### WRITTEN TASK
Rewrite all of the material below, changing every "Annotate" to "Mark" and keeping everything else the same. Leave out the pictures.

### SUPPLIED RECORDS

────────────────────

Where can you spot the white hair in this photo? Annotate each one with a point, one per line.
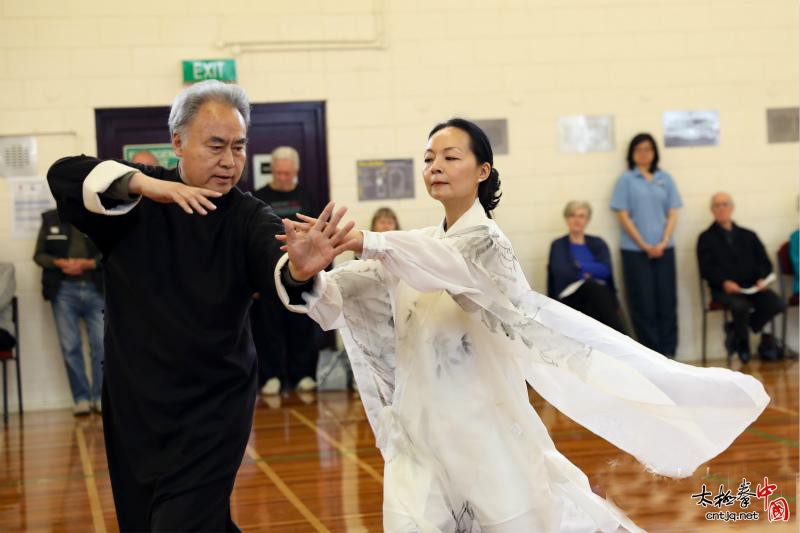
(189, 101)
(287, 152)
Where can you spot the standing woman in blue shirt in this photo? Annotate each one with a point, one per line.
(646, 202)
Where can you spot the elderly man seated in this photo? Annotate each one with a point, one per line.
(734, 263)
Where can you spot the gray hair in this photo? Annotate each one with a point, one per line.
(287, 152)
(189, 101)
(574, 205)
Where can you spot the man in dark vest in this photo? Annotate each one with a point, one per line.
(73, 281)
(733, 261)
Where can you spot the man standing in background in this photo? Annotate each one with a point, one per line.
(286, 342)
(73, 281)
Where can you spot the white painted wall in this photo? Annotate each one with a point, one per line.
(528, 61)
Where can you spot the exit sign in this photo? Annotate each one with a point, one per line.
(209, 69)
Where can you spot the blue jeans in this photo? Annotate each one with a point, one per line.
(76, 301)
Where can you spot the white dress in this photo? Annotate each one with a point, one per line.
(443, 331)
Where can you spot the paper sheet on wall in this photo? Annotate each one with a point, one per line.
(754, 289)
(30, 197)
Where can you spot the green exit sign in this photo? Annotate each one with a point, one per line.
(209, 69)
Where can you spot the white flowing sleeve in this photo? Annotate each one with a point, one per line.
(672, 417)
(354, 298)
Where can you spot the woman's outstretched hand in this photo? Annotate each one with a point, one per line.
(313, 246)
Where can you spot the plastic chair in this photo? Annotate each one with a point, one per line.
(784, 271)
(709, 305)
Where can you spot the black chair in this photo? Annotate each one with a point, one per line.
(7, 356)
(785, 270)
(709, 305)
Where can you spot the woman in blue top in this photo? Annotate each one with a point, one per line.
(646, 202)
(579, 270)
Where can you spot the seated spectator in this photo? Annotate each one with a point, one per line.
(577, 257)
(732, 259)
(794, 257)
(384, 219)
(8, 287)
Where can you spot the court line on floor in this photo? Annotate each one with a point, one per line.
(350, 454)
(286, 491)
(88, 475)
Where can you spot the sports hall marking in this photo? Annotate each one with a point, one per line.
(286, 491)
(350, 454)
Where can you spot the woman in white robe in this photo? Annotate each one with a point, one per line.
(443, 332)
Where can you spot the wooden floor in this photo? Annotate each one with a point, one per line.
(311, 465)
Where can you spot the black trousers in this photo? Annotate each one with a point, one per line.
(287, 343)
(765, 305)
(597, 301)
(652, 299)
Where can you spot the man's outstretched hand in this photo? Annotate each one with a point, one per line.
(312, 247)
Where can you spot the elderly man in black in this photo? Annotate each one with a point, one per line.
(180, 368)
(735, 265)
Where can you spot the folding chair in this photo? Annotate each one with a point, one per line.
(6, 356)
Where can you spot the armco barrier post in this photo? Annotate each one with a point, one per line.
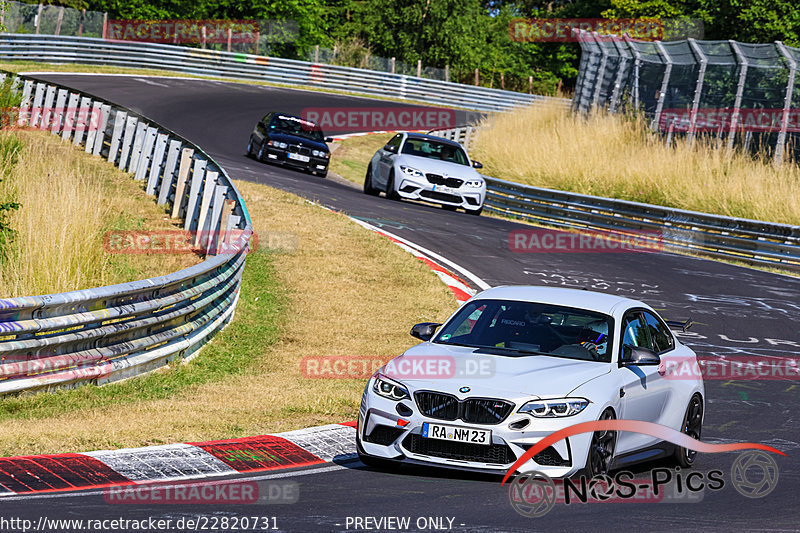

────────────────────

### SOLUTION TO THE PROBLEM
Where can you spot the white hair in this photo? Mark each one with a point, one per line.
(189, 101)
(287, 152)
Where can you spot the standing woman in blue shirt in this photo? Mark each one with a point, one per line.
(646, 202)
Where can you spot the elderly man seated in this photo? Mark each one with a point, one per line.
(734, 263)
Where can you spot the gray hair in this photo? Mark each one with a point, one per line.
(287, 152)
(189, 101)
(574, 205)
Where can you spot the man in dark vest in this photo? Mark each one with a point, one per line.
(73, 281)
(733, 261)
Where can you spot the man standing in background in this photo? Mark each one with a point, one per line.
(286, 342)
(73, 281)
Where can you spot the white painted wall in this photo? Mark each one with a point, one per line.
(528, 61)
Where can you spot the exit sign in this photo? Mark each one with a point, one per line.
(209, 69)
Where can you spot the blue jeans in this photo? Mark each one with a point, one per line.
(76, 301)
Where can you spot the white dress in this photo? Mark each one with a point, one per line.
(443, 331)
Where can you spot the paper sheet on wall in this photo? Mark each one with a point, one per line.
(754, 289)
(30, 197)
Where can you spot the green exit sign in this photo? Mark each one with a point, one per line.
(209, 69)
Where can you spot the white flowing sleeve in this photo? Mark each one with a point, one per line.
(672, 417)
(354, 298)
Where can you spot the woman's outstretched hand in this photo? Mark each one with a point, one per line.
(313, 246)
Where can you spot the plastic chair in this photo? Mark each one with a point, one per line.
(784, 271)
(709, 305)
Where can you spot the black chair in this photo? Mark each one with a point, one per line.
(7, 356)
(785, 270)
(709, 305)
Where can you spot the woman in blue top in this photo? Mark each one with a point, one per line.
(646, 202)
(579, 270)
Where can you spot the seated spectator in this photo? Mark each one with a point, one per line.
(577, 257)
(732, 259)
(794, 257)
(384, 219)
(8, 287)
Where can you spot the court line on floor in this photo? Mark each one with a point, one per line.
(350, 454)
(286, 491)
(88, 475)
Where can you spot the sports hall marking in this photo? Mark each one with a point, one per line.
(286, 491)
(350, 454)
Where can you spot the woman in white robe in this photo? Mark each one with a point, one per line.
(443, 332)
Where can you spot the wooden floor in this photo? Mark each one with a point, one per line.
(311, 465)
Where can you spot the black trousers in this photo? Mark each one with a point, one per line.
(287, 343)
(765, 305)
(597, 301)
(652, 299)
Where can you spot the man's outstretched hand in this photo? Mark each one with a point, one per line.
(312, 247)
Where can you spot the elderly man in black in this photo? Mark each one with a point, one per line.
(180, 368)
(735, 265)
Where can you spot the folding chair in this photo? Mark each one with a point, one per line.
(6, 356)
Where can you spot the armco barrier post in this photo? Mark each one with a point, one per line.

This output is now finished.